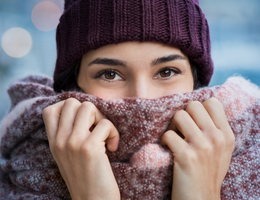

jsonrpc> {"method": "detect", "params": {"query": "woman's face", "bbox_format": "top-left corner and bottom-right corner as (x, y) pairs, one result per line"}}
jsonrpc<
(78, 41), (194, 100)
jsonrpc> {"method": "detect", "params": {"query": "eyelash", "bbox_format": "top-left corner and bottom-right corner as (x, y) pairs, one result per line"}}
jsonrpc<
(93, 67), (181, 81)
(155, 67), (181, 79)
(94, 69), (123, 81)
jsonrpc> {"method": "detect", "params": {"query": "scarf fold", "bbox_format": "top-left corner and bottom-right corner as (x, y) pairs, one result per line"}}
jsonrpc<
(0, 75), (260, 199)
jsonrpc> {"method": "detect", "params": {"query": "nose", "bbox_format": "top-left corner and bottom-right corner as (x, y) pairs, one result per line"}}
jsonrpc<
(128, 79), (156, 99)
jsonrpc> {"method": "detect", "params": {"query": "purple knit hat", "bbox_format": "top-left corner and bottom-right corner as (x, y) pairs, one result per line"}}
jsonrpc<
(55, 0), (213, 86)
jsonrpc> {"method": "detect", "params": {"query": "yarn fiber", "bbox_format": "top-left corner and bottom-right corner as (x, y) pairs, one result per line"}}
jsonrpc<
(1, 75), (260, 199)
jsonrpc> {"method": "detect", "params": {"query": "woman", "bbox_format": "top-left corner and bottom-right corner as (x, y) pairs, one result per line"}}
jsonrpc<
(42, 0), (235, 199)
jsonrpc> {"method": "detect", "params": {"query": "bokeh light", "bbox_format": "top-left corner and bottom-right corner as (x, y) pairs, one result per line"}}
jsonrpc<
(1, 27), (33, 58)
(31, 1), (61, 31)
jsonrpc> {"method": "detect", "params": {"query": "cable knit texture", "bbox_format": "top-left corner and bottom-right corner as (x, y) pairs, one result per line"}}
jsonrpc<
(55, 0), (213, 86)
(0, 75), (260, 199)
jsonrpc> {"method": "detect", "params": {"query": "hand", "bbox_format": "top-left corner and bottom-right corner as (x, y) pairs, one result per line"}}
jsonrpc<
(42, 98), (120, 200)
(161, 98), (235, 200)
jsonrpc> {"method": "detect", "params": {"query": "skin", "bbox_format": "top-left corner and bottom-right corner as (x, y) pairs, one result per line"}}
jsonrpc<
(42, 41), (235, 200)
(78, 41), (194, 99)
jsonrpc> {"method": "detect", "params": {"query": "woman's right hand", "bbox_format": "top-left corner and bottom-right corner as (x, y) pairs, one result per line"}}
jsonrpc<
(42, 98), (120, 200)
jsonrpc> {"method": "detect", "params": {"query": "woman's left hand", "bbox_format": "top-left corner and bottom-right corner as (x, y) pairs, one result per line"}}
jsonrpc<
(161, 98), (235, 200)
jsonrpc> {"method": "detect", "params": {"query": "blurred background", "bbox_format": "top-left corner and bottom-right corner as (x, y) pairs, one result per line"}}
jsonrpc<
(0, 0), (260, 120)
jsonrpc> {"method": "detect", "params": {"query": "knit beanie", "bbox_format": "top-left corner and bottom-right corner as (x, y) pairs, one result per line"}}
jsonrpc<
(54, 0), (213, 86)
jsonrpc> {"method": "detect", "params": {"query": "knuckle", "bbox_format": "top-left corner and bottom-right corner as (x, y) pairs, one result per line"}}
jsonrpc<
(180, 150), (197, 164)
(186, 101), (202, 110)
(199, 141), (213, 152)
(162, 130), (174, 142)
(66, 139), (77, 152)
(173, 110), (187, 121)
(81, 101), (96, 110)
(211, 132), (225, 147)
(164, 130), (173, 138)
(64, 98), (80, 106)
(80, 142), (95, 157)
(42, 105), (55, 117)
(185, 101), (203, 114)
(212, 129), (235, 150)
(98, 118), (112, 127)
(204, 97), (222, 108)
(81, 102), (97, 115)
(53, 140), (65, 153)
(185, 101), (202, 112)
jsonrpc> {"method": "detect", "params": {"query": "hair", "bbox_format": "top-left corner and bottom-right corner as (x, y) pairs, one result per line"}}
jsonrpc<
(54, 58), (82, 92)
(53, 58), (202, 93)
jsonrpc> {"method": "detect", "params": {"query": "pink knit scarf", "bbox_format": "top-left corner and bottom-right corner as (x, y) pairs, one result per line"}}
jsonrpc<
(0, 75), (260, 199)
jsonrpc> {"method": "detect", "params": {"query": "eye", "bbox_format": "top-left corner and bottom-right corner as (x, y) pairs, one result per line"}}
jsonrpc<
(94, 69), (123, 81)
(104, 71), (116, 79)
(155, 67), (180, 79)
(159, 69), (172, 77)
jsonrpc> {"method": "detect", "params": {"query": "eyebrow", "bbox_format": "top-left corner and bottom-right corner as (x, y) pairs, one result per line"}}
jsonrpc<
(151, 54), (186, 66)
(88, 57), (127, 67)
(88, 54), (186, 67)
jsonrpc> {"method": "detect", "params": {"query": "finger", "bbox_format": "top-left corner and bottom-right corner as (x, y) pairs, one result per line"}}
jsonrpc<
(42, 101), (65, 143)
(185, 101), (216, 133)
(160, 130), (188, 157)
(172, 110), (203, 143)
(87, 119), (120, 152)
(203, 98), (235, 145)
(58, 98), (81, 139)
(202, 98), (229, 131)
(71, 101), (106, 141)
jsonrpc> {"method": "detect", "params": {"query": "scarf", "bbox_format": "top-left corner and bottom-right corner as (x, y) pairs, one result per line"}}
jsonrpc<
(0, 75), (260, 200)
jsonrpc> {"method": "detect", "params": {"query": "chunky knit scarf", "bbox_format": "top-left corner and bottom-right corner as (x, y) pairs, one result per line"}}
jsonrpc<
(0, 75), (260, 200)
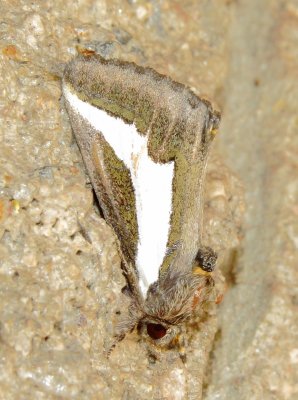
----
*What you need to do:*
The entire listing above is to be copied exactly, with all pictures omitted.

*Task result:*
jsonrpc> {"method": "detect", "params": {"query": "woman's face", "bbox_format": "top-left corner and bottom-right corner as (x, y) pairs, one result per line"}}
jsonrpc<
(78, 41), (194, 100)
jsonrpc> {"method": "detect", "params": {"query": "eyelash", "bbox_format": "top-left corner and bottom-right corner as (x, y) pairs, one result per line"}}
jsonrpc<
(93, 67), (181, 81)
(155, 67), (181, 79)
(94, 69), (123, 81)
jsonrpc> {"method": "detect", "params": {"query": "scarf fold", "bbox_format": "top-left corner and bottom-right corner as (x, y) pairs, one result per line"}}
jsonrpc<
(0, 75), (260, 199)
jsonrpc> {"method": "detect", "params": {"query": "nose", "bbox_format": "top-left corner and bottom-right corner as (x, y) pairs, one result per line"}}
jsonrpc<
(128, 79), (156, 99)
jsonrpc> {"method": "detect", "params": {"query": "purple knit hat", "bbox_format": "top-left corner and bottom-right corner as (x, y) pairs, one result per line"}}
jsonrpc<
(55, 0), (213, 86)
jsonrpc> {"method": "detect", "params": {"query": "yarn fiber", "bbox_format": "top-left corner and bottom-right corner as (x, y) pairs, one result per line"}}
jsonrpc<
(1, 75), (260, 199)
jsonrpc> {"method": "detect", "params": {"query": "woman", "bbox_format": "top-left corner and bottom-right corner as (x, y) pairs, one result per line"}}
jsonrpc<
(42, 0), (235, 199)
jsonrpc> {"method": "detect", "params": {"query": "bokeh light", "bbox_format": "top-left corner and bottom-right corner as (x, y) pairs, one result per line"}}
jsonrpc<
(1, 27), (33, 58)
(31, 1), (61, 31)
jsonrpc> {"method": "detect", "params": {"query": "cable knit texture", "bbox_format": "top-left corner and bottom-right corner as (x, y) pairs, one result per line"}}
jsonrpc<
(55, 0), (213, 86)
(0, 75), (260, 199)
jsonrpc> {"method": "detect", "params": {"query": "hand", "bbox_format": "top-left corner and bottom-right corner as (x, y) pairs, one result per line"}}
jsonrpc<
(42, 98), (120, 200)
(161, 98), (235, 200)
jsonrpc> {"method": "detect", "params": {"query": "skin", "bbox_format": "top-left corner and bottom-right corner as (x, y) pairs, one result per line"}}
jsonrpc<
(42, 41), (235, 200)
(78, 41), (194, 99)
jsonrpc> {"method": "detect", "params": {"query": "woman's right hand", "bbox_format": "top-left corner and bottom-right corner as (x, y) pairs, one result per line"}}
jsonrpc<
(42, 98), (120, 200)
jsonrpc> {"method": "detect", "params": {"query": "woman's left hand", "bbox_format": "top-left corner and bottom-right corner as (x, y) pairs, one result per line"}}
jsonrpc<
(161, 98), (235, 200)
jsonrpc> {"method": "detect", "params": {"query": "blurred background", "bbox_format": "top-left corner and bottom-right corner as (x, y) pairs, one result per line"}}
jsonrpc<
(0, 0), (260, 120)
jsonrpc> {"method": "detect", "params": {"query": "knit beanie", "bbox_format": "top-left corner and bottom-right corner as (x, y) pairs, one result per line"}}
jsonrpc<
(54, 0), (213, 86)
jsonrpc> {"method": "detect", "params": {"query": "knuckle", "bbox_format": "top-left corner and bottom-right corner as (x, y) pairs, one result per line"}}
jsonrpc<
(180, 150), (197, 164)
(186, 101), (202, 110)
(199, 141), (213, 152)
(162, 130), (174, 142)
(66, 139), (77, 152)
(173, 110), (187, 121)
(81, 101), (96, 110)
(211, 132), (225, 147)
(164, 130), (173, 138)
(64, 98), (80, 106)
(80, 142), (95, 157)
(42, 105), (55, 117)
(185, 101), (203, 114)
(212, 129), (235, 150)
(98, 118), (112, 127)
(204, 97), (222, 108)
(81, 102), (97, 115)
(53, 140), (65, 153)
(185, 101), (202, 112)
jsonrpc> {"method": "detect", "params": {"query": "hair", "bbox_format": "top-left corner and bottom-right corner as (x, y) pairs, one result per line"}}
jsonrpc<
(54, 58), (82, 92)
(53, 58), (202, 93)
jsonrpc> {"method": "detect", "params": {"query": "pink knit scarf", "bbox_format": "top-left corner and bottom-right corner as (x, y) pairs, one result per line"}}
jsonrpc<
(0, 75), (260, 199)
jsonrpc> {"method": "detect", "params": {"query": "eye", "bbox_format": "top-left corner and bottom-right corner as (x, y) pairs, one result per line"}}
jsonrpc<
(94, 69), (123, 81)
(104, 71), (116, 79)
(155, 67), (180, 79)
(159, 69), (172, 77)
jsonrpc> {"method": "detect", "params": {"query": "eyebrow", "bbox_format": "top-left corner and bottom-right corner as (x, y) pairs, one result per line"}}
jsonrpc<
(151, 54), (186, 66)
(88, 57), (127, 67)
(88, 54), (186, 67)
jsonrpc> {"method": "detect", "params": {"query": "finger", "bbox_format": "top-left corner and bottom-right corner as (x, y) pairs, one result per line"}}
jsonrpc<
(42, 101), (65, 143)
(185, 101), (216, 133)
(160, 130), (188, 157)
(172, 110), (203, 143)
(87, 119), (120, 152)
(203, 98), (235, 145)
(58, 98), (81, 139)
(202, 98), (229, 131)
(71, 101), (106, 141)
jsonrpc> {"method": "detect", "params": {"query": "scarf", "bbox_format": "top-left corner and bottom-right corner as (x, y) pairs, one result per line"}}
jsonrpc<
(0, 75), (260, 200)
jsonrpc> {"method": "detect", "params": {"query": "chunky knit scarf", "bbox_format": "top-left corner and bottom-right corner as (x, y) pairs, one result per line"}}
jsonrpc<
(0, 75), (260, 200)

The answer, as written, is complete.